[Dataset entries]
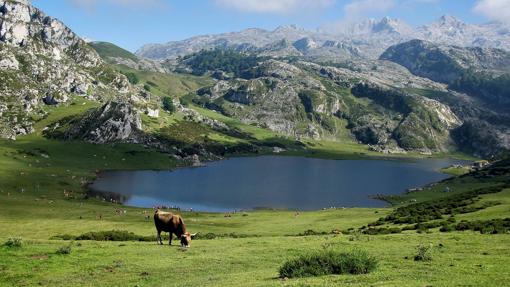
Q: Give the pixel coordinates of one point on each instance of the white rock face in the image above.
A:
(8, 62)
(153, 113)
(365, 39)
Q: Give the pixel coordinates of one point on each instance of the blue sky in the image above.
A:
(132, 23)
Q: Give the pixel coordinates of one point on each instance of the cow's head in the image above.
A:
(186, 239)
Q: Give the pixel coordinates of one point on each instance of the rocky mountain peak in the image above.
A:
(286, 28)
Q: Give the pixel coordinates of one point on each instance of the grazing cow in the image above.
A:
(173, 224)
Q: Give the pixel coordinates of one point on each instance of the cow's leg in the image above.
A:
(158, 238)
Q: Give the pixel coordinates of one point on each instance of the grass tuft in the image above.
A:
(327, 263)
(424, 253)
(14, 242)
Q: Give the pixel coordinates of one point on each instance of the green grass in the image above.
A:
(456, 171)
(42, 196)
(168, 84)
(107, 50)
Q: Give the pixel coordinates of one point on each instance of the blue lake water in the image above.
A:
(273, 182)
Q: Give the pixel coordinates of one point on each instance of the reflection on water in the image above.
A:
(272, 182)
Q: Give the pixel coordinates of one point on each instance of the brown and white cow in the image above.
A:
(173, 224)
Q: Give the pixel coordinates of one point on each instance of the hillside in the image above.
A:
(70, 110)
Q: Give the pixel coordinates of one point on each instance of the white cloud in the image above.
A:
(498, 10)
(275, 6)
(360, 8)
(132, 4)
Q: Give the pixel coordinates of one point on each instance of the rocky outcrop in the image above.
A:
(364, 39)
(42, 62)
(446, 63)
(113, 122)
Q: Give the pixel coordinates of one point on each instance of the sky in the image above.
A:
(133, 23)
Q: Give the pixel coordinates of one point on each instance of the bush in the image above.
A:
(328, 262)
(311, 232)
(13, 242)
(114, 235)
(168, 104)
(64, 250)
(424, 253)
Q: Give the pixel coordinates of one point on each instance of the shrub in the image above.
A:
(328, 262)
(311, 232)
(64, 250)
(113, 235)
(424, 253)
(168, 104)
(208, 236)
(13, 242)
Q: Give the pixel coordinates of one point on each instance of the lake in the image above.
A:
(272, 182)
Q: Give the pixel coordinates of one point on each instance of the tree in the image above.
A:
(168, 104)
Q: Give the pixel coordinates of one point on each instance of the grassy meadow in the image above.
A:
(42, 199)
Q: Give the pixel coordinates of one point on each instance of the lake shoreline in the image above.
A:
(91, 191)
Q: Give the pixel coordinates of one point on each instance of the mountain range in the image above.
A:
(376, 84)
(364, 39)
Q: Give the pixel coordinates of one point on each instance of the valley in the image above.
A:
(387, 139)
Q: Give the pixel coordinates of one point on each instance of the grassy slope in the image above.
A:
==
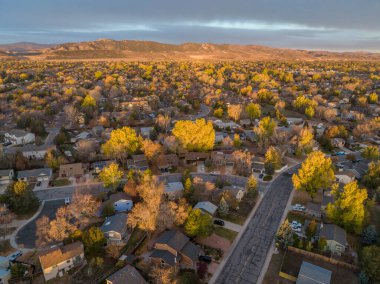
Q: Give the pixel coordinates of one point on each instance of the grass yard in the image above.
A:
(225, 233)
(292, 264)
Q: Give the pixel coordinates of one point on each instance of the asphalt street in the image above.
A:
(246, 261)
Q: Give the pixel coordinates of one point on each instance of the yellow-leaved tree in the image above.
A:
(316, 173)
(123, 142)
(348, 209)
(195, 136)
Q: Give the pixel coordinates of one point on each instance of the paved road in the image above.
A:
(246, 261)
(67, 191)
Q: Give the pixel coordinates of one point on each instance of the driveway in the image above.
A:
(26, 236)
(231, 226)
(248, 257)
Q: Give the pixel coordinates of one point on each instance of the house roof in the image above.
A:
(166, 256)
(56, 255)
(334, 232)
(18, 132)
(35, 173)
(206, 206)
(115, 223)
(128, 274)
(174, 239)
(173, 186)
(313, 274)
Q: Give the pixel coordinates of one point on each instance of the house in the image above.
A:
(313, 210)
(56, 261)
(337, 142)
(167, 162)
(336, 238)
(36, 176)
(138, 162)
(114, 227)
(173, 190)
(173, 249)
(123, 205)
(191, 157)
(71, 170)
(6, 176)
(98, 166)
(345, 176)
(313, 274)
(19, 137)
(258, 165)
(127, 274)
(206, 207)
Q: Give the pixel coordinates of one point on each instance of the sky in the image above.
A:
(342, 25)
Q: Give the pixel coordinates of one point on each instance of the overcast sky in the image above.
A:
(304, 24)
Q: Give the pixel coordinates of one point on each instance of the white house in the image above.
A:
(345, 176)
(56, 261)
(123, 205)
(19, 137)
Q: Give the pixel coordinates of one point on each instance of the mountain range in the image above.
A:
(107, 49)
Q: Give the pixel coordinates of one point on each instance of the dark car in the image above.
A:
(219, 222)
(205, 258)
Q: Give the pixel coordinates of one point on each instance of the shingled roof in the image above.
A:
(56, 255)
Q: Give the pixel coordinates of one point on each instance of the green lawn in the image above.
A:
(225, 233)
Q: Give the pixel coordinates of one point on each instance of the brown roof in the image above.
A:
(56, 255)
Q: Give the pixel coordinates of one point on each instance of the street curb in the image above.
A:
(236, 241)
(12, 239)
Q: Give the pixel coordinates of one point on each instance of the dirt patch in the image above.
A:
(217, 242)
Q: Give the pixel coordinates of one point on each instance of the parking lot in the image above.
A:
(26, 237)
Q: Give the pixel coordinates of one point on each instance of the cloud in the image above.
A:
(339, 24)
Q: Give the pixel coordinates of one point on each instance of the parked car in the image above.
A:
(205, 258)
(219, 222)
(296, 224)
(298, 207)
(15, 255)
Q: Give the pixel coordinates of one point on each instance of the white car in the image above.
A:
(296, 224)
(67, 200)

WHAT THE EXERCISE ASKS -> Repeat, exactly as they stand above, the lines from the line with "face in the image above." to the line with "shrub in the image above.", both lines included.

EXERCISE RESPONSE ->
Q: Give the pixel coordinates of one point on each instance of the white rock face in the image above.
A:
(8, 62)
(153, 113)
(365, 39)
Q: Give the pixel coordinates of one point on each instance of the blue sky in the image above.
A:
(132, 23)
Q: Give the pixel coordinates of one point on each instance of the cow's head in the image above.
A:
(186, 239)
Q: Give the pixel coordinates of one point on each instance of the rocky mountain peak in the image above.
A:
(286, 28)
Q: Give the pixel coordinates of one point on each instance of the grazing cow in the image above.
A:
(173, 224)
Q: Give the pixel coordinates of one point on each instance of the cow's leg in the image above.
A:
(158, 238)
Q: Give the pixel coordinates of one point on each instance of the grass tuft in the image above.
A:
(327, 263)
(424, 253)
(14, 242)
Q: Give the pixel coordinates of one point on each instance of the green grass in the image above.
A:
(456, 171)
(42, 196)
(168, 84)
(107, 50)
Q: Give the pixel coordinates of one point on each instance of the blue lake water in the image above.
A:
(273, 182)
Q: Give the pixel coordinates of one point on each instance of the reflection on water in the image above.
A:
(272, 182)
Q: Give the pixel coordinates of one point on each instance of the brown and white cow in the image above.
A:
(173, 224)
Q: Give the pixel coordinates of one point on each instance of the hillside in the image above.
A:
(70, 110)
Q: Give the pixel coordinates of one point on each instance of the white cloud in the image above.
A:
(498, 10)
(275, 6)
(360, 8)
(132, 4)
Q: Give the pixel coordinates of one point on each instance of the rocky outcrop in the image above.
A:
(364, 39)
(42, 62)
(446, 63)
(113, 122)
Q: Give the pixel coordinates of one point on each instance of the sky in the image above.
A:
(133, 23)
Q: Give the pixel coordinates of one point on each instance of the bush in the image above.
A:
(328, 262)
(311, 232)
(13, 242)
(114, 235)
(168, 104)
(64, 250)
(424, 253)
Q: Give the pixel coordinates of one point on each instance of the shrub in the image above.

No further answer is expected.